- **EXCERPTED TEXT**
- - - - - - -

Indoor air surveillance and factors associated with respiratory pathogen detection in community settings in Belgium

Currently, the real-life impact of indoor climate, human behaviour, ventilation and air filtration on respiratory pathogen detection and concentration are poorly understood. This hinders the interpretability of bioaerosol quantification in indoor air to surveil respiratory pathogens and transmission risk. We tested 341 indoor air samples from 21 community settings in Belgium for 29 respiratory pathogens using qPCR. On average, 3.9 pathogens were positive per sample and 85.3% of samples tested positive for at least one. Pathogen detection and concentration varied significantly by pathogen, month, and age group in generalised linear (mixed) models and generalised estimating equations. High CO2 and low natural ventilation were independent risk factors for detection. The odds ratio for detection was 1.09 (95% CI 1.03-1.15) per 100 parts per million (ppm) increase in CO2, and 0.88 (95% CI 0.80-0.97) per stepwise increase in natural ventilation (on a Likert scale). CO2 concentration and portable air filtration were independently associated with pathogen concentration. Each 100ppm increase in CO2 was associated with a qPCR Ct value decrease of 0.08 (95% CI -0.12 to -0.04), and portable air filtration with a 0.58 (95% CI 0.25-0.91) increase. The effects of occupancy, sampling duration, mask wearing, vocalisation, temperature, humidity and mechanical ventilation were not significant. Our results support the importance of ventilation and air filtration to reduce transmission. Surveillance of respiratory pathogens in air may improve understanding of indoor transmission risks but impacts of context-specific factors on pathogen abundance are not well understood. Here, the authors investigate factors associated with 29 respiratory pathogens through surveillance of 21 community settings in Belgium.

- - - - - - -

- **WHAT IS BEING ASKED**
Continue the text on indoor air surveillance of respiratory pathogens in Belgium, starting right after its last sentence.

- - - - - - -

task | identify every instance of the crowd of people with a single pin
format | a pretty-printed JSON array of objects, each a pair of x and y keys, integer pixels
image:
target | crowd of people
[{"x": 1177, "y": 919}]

- - - - - - -

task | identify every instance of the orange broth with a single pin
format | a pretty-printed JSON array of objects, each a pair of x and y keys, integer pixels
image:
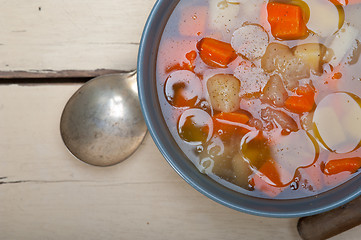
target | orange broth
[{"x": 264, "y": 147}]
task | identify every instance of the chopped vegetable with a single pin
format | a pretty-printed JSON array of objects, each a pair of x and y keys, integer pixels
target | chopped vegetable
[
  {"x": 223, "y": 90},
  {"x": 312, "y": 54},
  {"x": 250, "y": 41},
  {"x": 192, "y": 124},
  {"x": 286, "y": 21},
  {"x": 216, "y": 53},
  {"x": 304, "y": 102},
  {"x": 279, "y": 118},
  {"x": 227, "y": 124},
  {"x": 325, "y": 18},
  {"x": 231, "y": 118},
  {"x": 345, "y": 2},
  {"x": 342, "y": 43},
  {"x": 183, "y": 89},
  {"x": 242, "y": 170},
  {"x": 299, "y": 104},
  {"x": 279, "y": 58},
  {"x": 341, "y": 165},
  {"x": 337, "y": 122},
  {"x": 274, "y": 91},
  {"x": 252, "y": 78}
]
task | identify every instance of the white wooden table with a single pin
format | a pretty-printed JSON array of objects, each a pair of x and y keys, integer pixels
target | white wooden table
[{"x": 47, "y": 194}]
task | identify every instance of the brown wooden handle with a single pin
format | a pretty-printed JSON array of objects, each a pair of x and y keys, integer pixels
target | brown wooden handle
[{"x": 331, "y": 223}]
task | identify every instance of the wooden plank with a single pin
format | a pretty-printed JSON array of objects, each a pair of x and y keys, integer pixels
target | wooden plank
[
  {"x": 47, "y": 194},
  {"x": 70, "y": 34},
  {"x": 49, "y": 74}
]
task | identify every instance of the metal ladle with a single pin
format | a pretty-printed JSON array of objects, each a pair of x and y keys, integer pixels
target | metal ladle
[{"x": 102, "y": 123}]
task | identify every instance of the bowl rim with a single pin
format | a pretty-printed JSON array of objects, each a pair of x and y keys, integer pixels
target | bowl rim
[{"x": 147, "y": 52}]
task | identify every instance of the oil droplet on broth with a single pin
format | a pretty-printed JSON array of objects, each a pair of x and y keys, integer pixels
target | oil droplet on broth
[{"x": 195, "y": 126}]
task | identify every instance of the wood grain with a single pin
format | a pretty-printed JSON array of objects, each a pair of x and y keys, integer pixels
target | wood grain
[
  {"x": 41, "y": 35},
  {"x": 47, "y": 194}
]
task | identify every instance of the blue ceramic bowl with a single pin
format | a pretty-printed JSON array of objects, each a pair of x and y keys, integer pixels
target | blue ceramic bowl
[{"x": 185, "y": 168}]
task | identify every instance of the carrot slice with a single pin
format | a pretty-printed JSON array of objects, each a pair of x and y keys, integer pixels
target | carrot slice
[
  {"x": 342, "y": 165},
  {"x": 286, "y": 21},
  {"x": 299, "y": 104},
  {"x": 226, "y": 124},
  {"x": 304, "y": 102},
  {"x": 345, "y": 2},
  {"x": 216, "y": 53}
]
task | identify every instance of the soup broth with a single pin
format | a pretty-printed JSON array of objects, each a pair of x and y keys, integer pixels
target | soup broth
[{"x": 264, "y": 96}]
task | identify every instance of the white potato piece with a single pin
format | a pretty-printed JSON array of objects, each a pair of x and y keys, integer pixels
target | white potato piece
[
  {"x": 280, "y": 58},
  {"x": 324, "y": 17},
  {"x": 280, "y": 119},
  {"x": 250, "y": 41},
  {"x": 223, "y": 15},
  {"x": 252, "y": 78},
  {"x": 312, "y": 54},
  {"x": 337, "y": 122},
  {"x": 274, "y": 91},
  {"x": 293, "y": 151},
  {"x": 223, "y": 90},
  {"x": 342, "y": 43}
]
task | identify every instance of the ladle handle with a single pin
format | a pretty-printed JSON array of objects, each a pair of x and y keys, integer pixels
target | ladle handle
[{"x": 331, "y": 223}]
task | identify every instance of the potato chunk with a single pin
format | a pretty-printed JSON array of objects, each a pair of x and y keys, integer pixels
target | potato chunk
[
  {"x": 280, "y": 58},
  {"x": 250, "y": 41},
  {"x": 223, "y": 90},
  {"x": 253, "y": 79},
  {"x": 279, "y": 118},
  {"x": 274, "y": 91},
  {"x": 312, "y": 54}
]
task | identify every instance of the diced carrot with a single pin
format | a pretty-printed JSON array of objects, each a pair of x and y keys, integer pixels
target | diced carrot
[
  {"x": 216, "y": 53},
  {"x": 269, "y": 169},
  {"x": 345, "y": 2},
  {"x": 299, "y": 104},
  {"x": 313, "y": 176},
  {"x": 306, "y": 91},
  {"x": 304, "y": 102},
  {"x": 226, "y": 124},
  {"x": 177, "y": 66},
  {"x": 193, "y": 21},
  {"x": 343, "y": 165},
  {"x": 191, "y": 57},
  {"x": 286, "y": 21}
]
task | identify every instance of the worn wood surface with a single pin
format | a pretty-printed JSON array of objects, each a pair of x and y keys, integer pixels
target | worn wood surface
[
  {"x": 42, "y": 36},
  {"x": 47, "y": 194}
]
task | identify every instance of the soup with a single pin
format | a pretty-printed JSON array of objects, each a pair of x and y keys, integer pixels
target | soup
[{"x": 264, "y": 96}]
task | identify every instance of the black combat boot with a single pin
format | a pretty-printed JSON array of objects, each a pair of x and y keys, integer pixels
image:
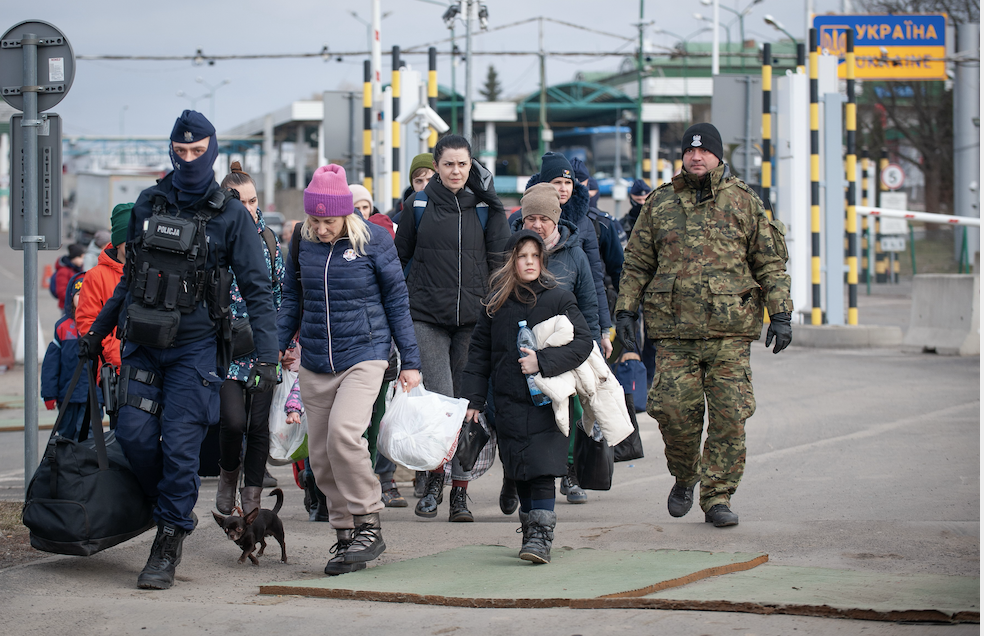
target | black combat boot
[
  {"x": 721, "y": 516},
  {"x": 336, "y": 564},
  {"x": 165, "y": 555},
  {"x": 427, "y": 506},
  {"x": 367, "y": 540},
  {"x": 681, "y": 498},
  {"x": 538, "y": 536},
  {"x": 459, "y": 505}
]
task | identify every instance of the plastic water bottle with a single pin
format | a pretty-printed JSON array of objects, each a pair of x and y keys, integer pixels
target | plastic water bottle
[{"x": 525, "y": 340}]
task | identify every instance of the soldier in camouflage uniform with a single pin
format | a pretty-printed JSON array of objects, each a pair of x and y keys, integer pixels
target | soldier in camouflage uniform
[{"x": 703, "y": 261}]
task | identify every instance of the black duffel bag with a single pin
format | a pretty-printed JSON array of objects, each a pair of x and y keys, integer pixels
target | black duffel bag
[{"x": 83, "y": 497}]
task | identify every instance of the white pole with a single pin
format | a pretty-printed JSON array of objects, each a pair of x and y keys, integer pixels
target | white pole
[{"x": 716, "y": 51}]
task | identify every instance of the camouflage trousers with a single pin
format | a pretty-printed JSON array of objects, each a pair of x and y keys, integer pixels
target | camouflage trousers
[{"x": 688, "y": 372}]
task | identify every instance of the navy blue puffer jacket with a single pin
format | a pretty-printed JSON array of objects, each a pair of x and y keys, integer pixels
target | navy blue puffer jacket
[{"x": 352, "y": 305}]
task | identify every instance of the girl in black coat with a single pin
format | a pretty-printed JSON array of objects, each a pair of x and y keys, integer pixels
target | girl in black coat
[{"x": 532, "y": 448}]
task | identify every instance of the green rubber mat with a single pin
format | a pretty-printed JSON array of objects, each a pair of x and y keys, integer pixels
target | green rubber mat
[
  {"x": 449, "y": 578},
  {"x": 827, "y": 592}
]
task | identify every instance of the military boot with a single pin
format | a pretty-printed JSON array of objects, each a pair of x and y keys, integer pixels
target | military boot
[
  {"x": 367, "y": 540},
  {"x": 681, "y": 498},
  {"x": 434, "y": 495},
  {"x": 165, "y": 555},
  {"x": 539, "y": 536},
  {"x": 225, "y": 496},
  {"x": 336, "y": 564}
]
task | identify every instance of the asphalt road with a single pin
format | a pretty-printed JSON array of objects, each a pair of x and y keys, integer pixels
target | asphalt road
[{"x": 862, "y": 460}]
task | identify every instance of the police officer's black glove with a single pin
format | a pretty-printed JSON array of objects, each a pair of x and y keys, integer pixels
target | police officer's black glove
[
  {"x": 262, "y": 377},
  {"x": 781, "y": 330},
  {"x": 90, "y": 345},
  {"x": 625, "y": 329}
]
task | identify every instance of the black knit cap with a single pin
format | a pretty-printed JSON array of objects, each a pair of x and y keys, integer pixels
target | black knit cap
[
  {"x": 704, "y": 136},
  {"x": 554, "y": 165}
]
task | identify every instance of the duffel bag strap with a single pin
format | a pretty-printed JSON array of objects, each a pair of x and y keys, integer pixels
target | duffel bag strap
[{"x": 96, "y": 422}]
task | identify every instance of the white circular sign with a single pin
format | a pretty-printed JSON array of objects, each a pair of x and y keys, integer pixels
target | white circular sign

- - - - - - -

- **RESPONSE TO THIS EXERCISE**
Automated summary

The impact of indoor climate, human behaviour, ventilation, and air filtration on respiratory pathogen detection and concentration in indoor air is poorly understood. In this study, 341 indoor air samples from 21 community settings in Belgium were tested for 29 respiratory pathogens. The results showed that pathogen detection and concentration varied significantly and were influenced by CO2 levels, natural ventilation, and portable air filtration. The findings highlight the importance of ventilation and air filtration in reducing transmission risk.